(Records from a data collection)
Segment Open

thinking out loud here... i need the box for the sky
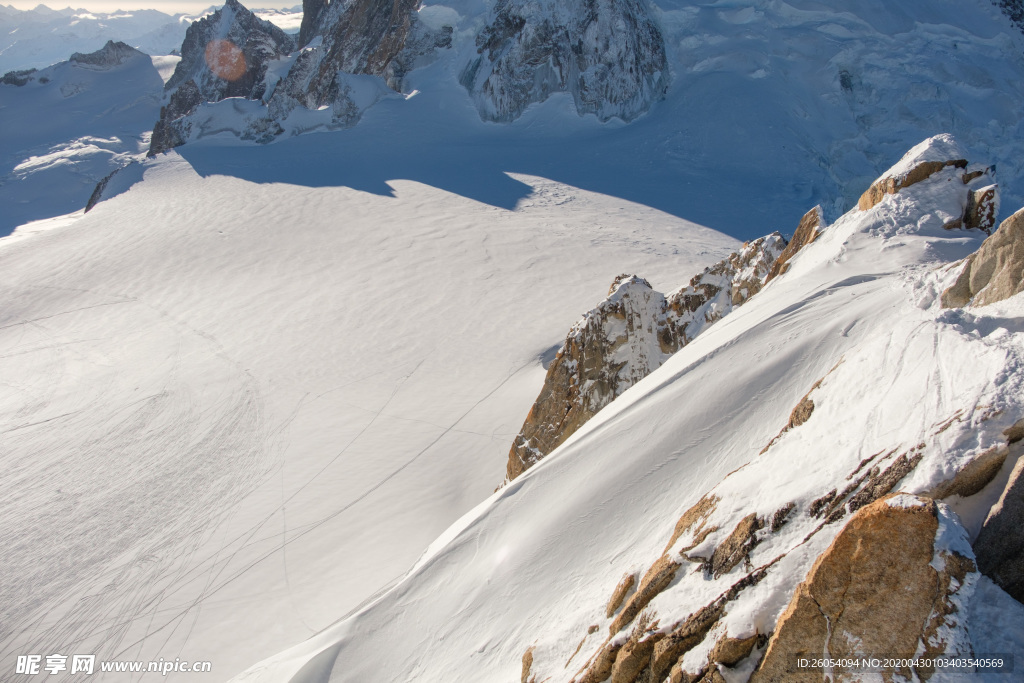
[4,0,298,12]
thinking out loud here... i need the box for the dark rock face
[149,0,443,151]
[299,0,329,48]
[973,452,1024,601]
[149,0,296,154]
[1,68,37,86]
[505,234,786,481]
[461,0,670,122]
[69,40,144,68]
[994,0,1024,35]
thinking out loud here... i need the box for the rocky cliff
[506,233,786,481]
[149,0,295,154]
[149,0,449,152]
[461,0,669,122]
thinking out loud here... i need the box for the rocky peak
[69,40,145,69]
[149,0,296,154]
[505,233,786,481]
[461,0,670,122]
[148,0,439,151]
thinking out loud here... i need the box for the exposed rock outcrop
[973,450,1024,601]
[994,0,1024,36]
[857,135,968,211]
[149,0,444,151]
[857,134,1000,238]
[461,0,669,122]
[69,40,144,69]
[1,68,37,86]
[269,0,418,116]
[764,206,823,283]
[751,495,977,682]
[941,207,1024,308]
[149,0,296,154]
[506,234,786,481]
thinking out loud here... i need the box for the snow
[0,5,193,73]
[0,0,1023,680]
[0,146,736,680]
[228,138,1024,683]
[0,48,165,235]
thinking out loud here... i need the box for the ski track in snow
[0,151,736,679]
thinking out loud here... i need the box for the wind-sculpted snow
[232,136,1024,683]
[0,155,736,679]
[461,0,669,122]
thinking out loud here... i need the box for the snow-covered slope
[0,41,174,236]
[231,136,1024,683]
[0,138,736,680]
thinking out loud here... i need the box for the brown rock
[941,207,1024,308]
[521,646,534,683]
[649,601,726,682]
[858,159,968,211]
[709,632,758,667]
[664,494,719,555]
[926,445,1008,499]
[788,396,814,428]
[708,513,762,579]
[759,377,824,455]
[506,234,786,481]
[765,206,823,283]
[606,572,638,618]
[579,641,622,683]
[750,495,977,683]
[610,612,662,683]
[964,184,999,233]
[610,556,680,635]
[846,450,923,513]
[973,453,1024,601]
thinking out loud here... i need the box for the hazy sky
[5,0,298,12]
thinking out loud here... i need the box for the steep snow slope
[0,143,736,680]
[0,43,174,235]
[232,138,1024,683]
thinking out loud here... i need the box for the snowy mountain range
[2,0,1024,682]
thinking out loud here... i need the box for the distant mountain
[0,5,193,73]
[0,4,302,74]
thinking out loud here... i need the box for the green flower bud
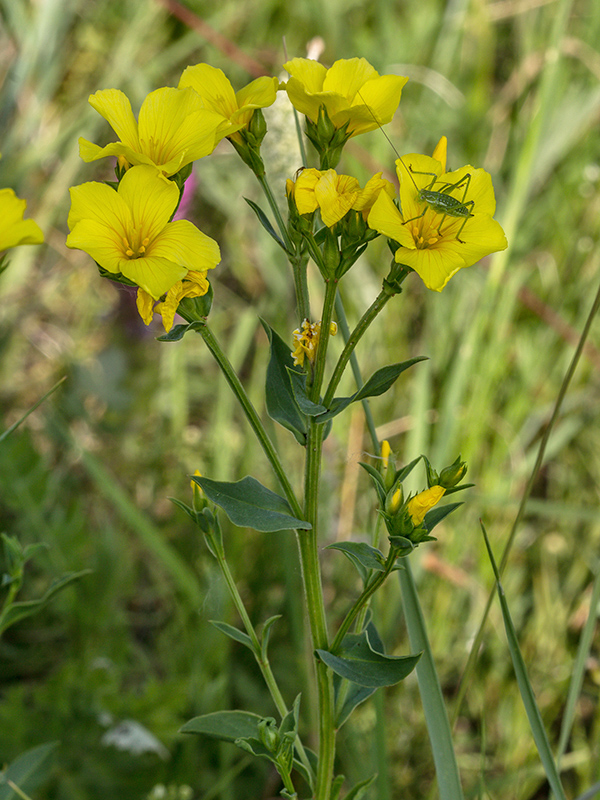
[439,455,468,488]
[247,108,267,145]
[258,718,280,753]
[385,481,403,515]
[422,455,440,488]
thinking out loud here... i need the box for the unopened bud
[406,485,446,526]
[258,718,279,753]
[422,455,440,488]
[385,481,403,515]
[439,456,467,488]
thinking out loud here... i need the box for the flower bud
[385,480,403,515]
[421,455,440,488]
[247,108,267,146]
[406,485,446,526]
[258,718,280,753]
[439,456,467,488]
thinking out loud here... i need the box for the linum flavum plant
[66,57,508,799]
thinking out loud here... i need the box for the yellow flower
[291,319,338,367]
[283,57,408,137]
[66,165,220,302]
[178,64,278,140]
[136,270,210,331]
[0,188,43,251]
[407,486,446,526]
[288,168,392,228]
[367,146,508,291]
[79,87,227,176]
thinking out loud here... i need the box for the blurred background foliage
[1,0,600,797]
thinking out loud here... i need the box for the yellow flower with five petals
[178,64,278,141]
[66,165,220,303]
[79,87,228,176]
[283,57,407,137]
[367,140,508,291]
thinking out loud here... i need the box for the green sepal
[192,475,311,532]
[0,741,59,800]
[180,710,262,741]
[168,497,208,532]
[358,462,387,505]
[344,773,378,800]
[177,280,213,321]
[0,570,91,636]
[261,320,307,445]
[395,455,423,483]
[317,627,421,688]
[423,502,463,533]
[443,482,475,496]
[210,620,254,651]
[156,320,205,342]
[245,198,288,253]
[387,534,415,557]
[318,357,427,422]
[326,542,386,583]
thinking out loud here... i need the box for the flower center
[122,234,150,259]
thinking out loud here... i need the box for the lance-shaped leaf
[334,622,385,728]
[287,367,327,416]
[210,620,254,651]
[317,627,421,688]
[261,321,307,445]
[0,742,58,800]
[245,198,288,252]
[423,502,463,533]
[156,320,205,342]
[193,475,311,532]
[344,773,378,800]
[326,541,386,583]
[0,570,91,636]
[317,357,427,422]
[181,710,262,742]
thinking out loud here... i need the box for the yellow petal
[136,288,156,326]
[292,168,321,214]
[66,217,127,274]
[235,75,279,113]
[120,254,187,299]
[315,171,359,227]
[367,190,416,249]
[67,181,132,243]
[0,189,43,250]
[431,136,447,172]
[407,486,446,525]
[344,74,408,135]
[78,138,156,168]
[178,63,238,119]
[148,220,220,273]
[88,89,140,151]
[353,172,395,213]
[322,57,379,99]
[283,58,327,93]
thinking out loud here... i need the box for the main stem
[301,276,339,799]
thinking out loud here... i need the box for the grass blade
[480,521,568,800]
[398,560,465,800]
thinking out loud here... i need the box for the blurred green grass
[1,0,600,797]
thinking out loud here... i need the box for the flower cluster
[67,55,507,333]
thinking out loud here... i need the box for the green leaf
[210,620,254,651]
[193,475,311,532]
[156,320,204,342]
[181,710,262,742]
[317,628,421,688]
[480,522,568,800]
[326,542,386,583]
[245,198,288,252]
[260,615,281,661]
[287,367,327,416]
[261,321,307,445]
[358,462,387,505]
[335,680,376,728]
[0,742,58,800]
[396,455,423,483]
[0,570,91,636]
[423,502,463,533]
[398,560,465,800]
[318,357,427,422]
[344,773,377,800]
[331,774,345,800]
[293,748,319,791]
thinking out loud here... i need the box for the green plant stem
[323,283,396,407]
[255,171,310,321]
[453,272,600,725]
[330,551,398,654]
[334,292,379,449]
[196,322,303,520]
[309,277,338,403]
[212,541,313,785]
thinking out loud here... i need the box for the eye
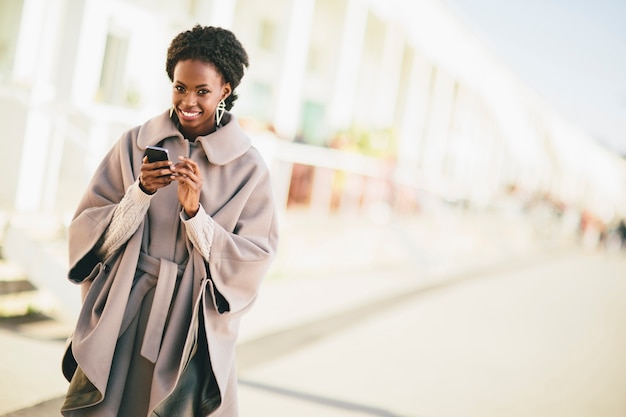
[174,85,186,93]
[197,89,209,95]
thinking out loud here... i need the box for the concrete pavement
[237,249,626,417]
[0,207,581,416]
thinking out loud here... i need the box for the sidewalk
[0,207,576,415]
[239,206,574,343]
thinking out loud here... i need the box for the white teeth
[181,110,199,117]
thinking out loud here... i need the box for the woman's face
[171,59,231,139]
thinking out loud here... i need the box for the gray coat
[61,111,279,416]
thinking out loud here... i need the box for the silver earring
[215,99,226,126]
[169,105,175,118]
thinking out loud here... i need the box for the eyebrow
[174,81,211,89]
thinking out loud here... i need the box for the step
[0,260,46,318]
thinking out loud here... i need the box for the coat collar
[136,110,251,165]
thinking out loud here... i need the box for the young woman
[61,25,278,416]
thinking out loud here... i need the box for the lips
[178,108,201,120]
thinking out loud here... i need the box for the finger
[141,167,174,185]
[175,172,202,189]
[171,161,197,175]
[148,160,172,170]
[176,165,201,184]
[148,177,173,190]
[173,167,197,179]
[141,170,168,183]
[143,160,173,176]
[174,173,194,186]
[156,168,174,178]
[177,156,200,173]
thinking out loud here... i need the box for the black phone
[145,145,170,163]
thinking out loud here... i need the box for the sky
[441,0,626,156]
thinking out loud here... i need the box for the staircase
[0,259,43,318]
[0,213,81,322]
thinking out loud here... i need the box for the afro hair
[166,25,249,110]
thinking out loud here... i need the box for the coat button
[103,264,111,273]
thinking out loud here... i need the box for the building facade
[1,0,624,225]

Segment Closed

> YOUR OBJECTIVE: Write every entry out again exactly, dropping the pictures.

> EXERCISE RESPONSE:
thinking out loud here... i need the box for the sky
[4,0,298,12]
thinking out loud here... i need the box for the dark rock face
[149,0,443,151]
[299,0,329,48]
[973,452,1024,601]
[149,0,296,154]
[1,68,37,86]
[505,234,786,481]
[461,0,670,122]
[69,40,144,68]
[994,0,1024,35]
thinking out loud here... i need the box for the rocky cliff
[506,233,786,481]
[149,0,295,154]
[149,0,449,152]
[461,0,669,122]
thinking out loud here... i need the box for the rocky peak
[69,40,145,69]
[149,0,296,154]
[505,233,786,481]
[461,0,670,122]
[148,0,439,151]
thinking out loud here... i need the box for the exposed rock outcrop
[973,450,1024,601]
[994,0,1024,36]
[857,135,968,211]
[149,0,444,151]
[857,134,1000,238]
[461,0,669,122]
[69,40,144,69]
[1,68,37,86]
[269,0,418,116]
[764,206,823,283]
[751,495,977,682]
[941,207,1024,308]
[149,0,296,154]
[506,234,786,481]
thinking out loud here... i need the box for the snow
[0,5,193,73]
[0,0,1023,680]
[0,146,736,680]
[228,138,1024,683]
[0,48,165,235]
thinking out loud here... i need the box for the ski track in snow
[0,151,736,679]
thinking out loud here... i need the box for the wind-sculpted snow
[232,136,1024,683]
[0,155,736,679]
[461,0,669,122]
thinking out loud here... i need the box for the snow-covered slope
[0,41,174,236]
[231,136,1024,683]
[0,138,736,680]
thinking out loud here... i need the box for the brown rock
[941,207,1024,308]
[521,646,534,683]
[649,601,726,682]
[858,159,968,211]
[709,632,758,667]
[664,494,719,555]
[926,445,1008,499]
[788,396,814,428]
[708,513,762,579]
[759,377,824,455]
[506,234,786,481]
[765,206,823,283]
[606,572,638,618]
[579,641,622,683]
[750,495,977,683]
[610,612,662,683]
[964,184,999,233]
[610,556,680,635]
[846,450,923,513]
[973,453,1024,601]
thinking out loud here... i need the box for the hazy sky
[5,0,298,12]
thinking out loud here... i need the box for the steep snow slope
[0,143,736,680]
[0,43,174,235]
[232,138,1024,683]
thinking out loud here... i need the box for the snowy mountain range
[2,0,1024,682]
thinking out loud here... i need the box for the distant mountain
[0,5,193,73]
[0,4,302,74]
thinking out loud here... i need the box for the green flower bud
[439,455,468,488]
[247,108,267,145]
[258,718,280,753]
[385,481,403,515]
[422,455,440,488]
thinking out loud here... i need the box for the unopened bud
[406,485,446,526]
[258,718,279,753]
[422,455,440,488]
[385,481,403,515]
[439,456,467,488]
thinking out loud here... i need the box for the flower bud
[385,480,403,515]
[421,455,440,488]
[247,108,267,146]
[406,485,446,526]
[258,718,280,753]
[439,456,467,488]
thinking out loud here... i need the box for the linum flavum plant
[66,57,508,799]
thinking out loud here... i need the box for the yellow flower
[291,319,338,367]
[283,57,408,137]
[66,165,220,302]
[178,64,278,140]
[136,270,210,331]
[0,188,43,251]
[407,486,446,526]
[288,168,392,228]
[367,146,508,291]
[79,87,227,176]
thinking out loud here... i need the box for the blurred background foliage
[1,0,600,797]
thinking out loud here... i need the box for the yellow flower with five petals
[178,64,278,141]
[66,165,220,303]
[79,87,228,176]
[283,57,407,137]
[367,140,508,291]
thinking out loud here... i need the box for the green sepal
[192,475,311,532]
[0,741,59,800]
[180,710,262,741]
[168,497,208,532]
[358,462,387,505]
[344,773,378,800]
[177,280,213,321]
[0,570,91,636]
[261,320,307,445]
[395,455,423,483]
[317,627,421,688]
[423,502,463,533]
[443,482,475,496]
[210,620,254,651]
[156,320,205,342]
[245,198,288,253]
[387,534,415,557]
[318,357,427,422]
[326,542,386,583]
thinking out loud here... i need the box for the flower center
[122,234,150,259]
thinking out loud here... i need the box for the lance-shaped leaf
[334,622,385,728]
[287,367,327,416]
[210,620,254,651]
[317,627,421,688]
[261,321,307,445]
[0,742,58,800]
[245,198,288,252]
[423,502,463,533]
[156,320,205,342]
[193,475,311,532]
[344,773,378,800]
[326,541,386,583]
[0,570,91,636]
[317,357,427,422]
[181,710,262,742]
thinking out loud here... i need the box for the yellow petal
[136,288,156,326]
[292,168,321,214]
[66,217,127,274]
[235,75,279,113]
[120,254,187,299]
[315,171,359,227]
[367,190,416,249]
[67,181,132,243]
[0,189,43,250]
[431,136,447,172]
[407,486,446,525]
[344,74,408,135]
[78,138,156,168]
[178,63,238,119]
[148,220,220,273]
[88,89,140,151]
[353,172,395,213]
[322,57,379,99]
[283,58,327,93]
thinking out loud here... i need the box for the main stem
[301,276,339,799]
thinking out loud here... i need the box for the grass blade
[480,521,568,800]
[398,560,465,800]
thinking out loud here... i need the box for the blurred green grass
[1,0,600,797]
thinking out loud here... i need the box for the flower cluster
[67,55,507,333]
thinking out loud here... i need the box for the green leaf
[210,620,254,651]
[193,475,311,532]
[156,320,204,342]
[181,710,262,742]
[317,628,421,688]
[480,522,568,800]
[326,542,386,583]
[245,198,288,252]
[260,615,281,661]
[287,367,327,416]
[261,321,307,445]
[358,462,387,505]
[335,680,376,728]
[0,742,58,800]
[396,455,423,483]
[0,570,91,636]
[423,502,463,533]
[398,560,465,800]
[318,357,427,422]
[344,773,377,800]
[331,774,345,800]
[293,748,319,791]
thinking out loud here... i need the box for the green plant stem
[323,283,396,407]
[255,171,310,321]
[453,272,600,725]
[330,551,398,654]
[334,292,379,449]
[196,322,303,520]
[309,277,338,403]
[212,541,313,785]
thinking out loud here... i need the box for the eye
[174,85,186,93]
[197,89,209,95]
thinking out loud here... i need the box for the concrete pavement
[237,249,626,417]
[0,207,581,416]
thinking out loud here... i need the box for the sidewalk
[0,207,576,415]
[239,206,574,343]
thinking out loud here... i need the box for the white teeth
[181,110,199,117]
thinking out loud here... i need the box for the woman's face
[171,59,231,139]
thinking out loud here... i need the box for the gray coat
[61,111,279,416]
thinking out loud here... i need the box for the silver earring
[215,99,226,126]
[169,105,175,118]
thinking out loud here... i need the box for the eyebrow
[174,81,211,89]
thinking out loud here... i need the box for the step
[0,260,46,318]
thinking out loud here... i need the box for the coat collar
[136,110,251,165]
thinking out loud here... i need the box for the young woman
[61,25,278,416]
thinking out loud here... i need the box for the lips
[178,108,201,120]
thinking out loud here... i need the box for the finger
[141,167,174,185]
[175,172,202,189]
[171,161,197,175]
[148,160,172,170]
[176,165,201,184]
[148,177,173,190]
[173,167,197,179]
[141,170,168,183]
[143,160,173,176]
[174,173,194,186]
[156,168,174,178]
[177,156,200,173]
thinking out loud here... i need the box for the black phone
[145,145,170,163]
thinking out loud here... i need the box for the sky
[441,0,626,156]
thinking out loud here... i need the box for the staircase
[0,259,43,318]
[0,213,81,322]
thinking out loud here... i need the box for the afro hair
[166,25,249,110]
thinking out loud here... i need the box for the coat button
[103,264,111,273]
thinking out loud here... i need the box for the building facade
[1,0,624,225]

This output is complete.